→ Records supplied:
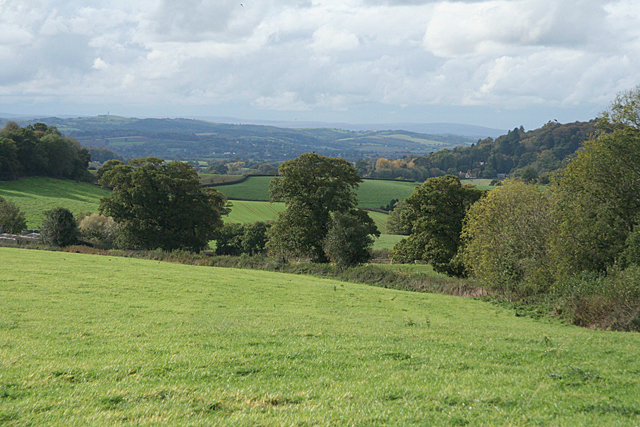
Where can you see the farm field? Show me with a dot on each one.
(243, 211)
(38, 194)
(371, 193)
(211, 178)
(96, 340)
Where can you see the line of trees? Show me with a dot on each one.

--

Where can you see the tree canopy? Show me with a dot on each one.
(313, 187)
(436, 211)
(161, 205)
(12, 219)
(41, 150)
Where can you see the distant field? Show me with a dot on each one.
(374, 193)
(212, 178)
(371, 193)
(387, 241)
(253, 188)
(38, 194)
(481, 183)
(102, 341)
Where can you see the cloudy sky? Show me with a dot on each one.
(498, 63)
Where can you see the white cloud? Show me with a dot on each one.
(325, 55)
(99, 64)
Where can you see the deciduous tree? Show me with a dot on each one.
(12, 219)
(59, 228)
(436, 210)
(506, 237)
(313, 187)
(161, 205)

→ Your goal:
Restate word for word the lines of the data above, starting at the line containing "Where can you see the farm" and ending at the line containing "Where can you see the line", both included, and nothing more.

→ Output of the task:
Where can you see the farm field? Show me with a dot on each one.
(243, 211)
(38, 194)
(371, 193)
(211, 178)
(96, 340)
Where can you see the line of trees? Show me with a dot on each one.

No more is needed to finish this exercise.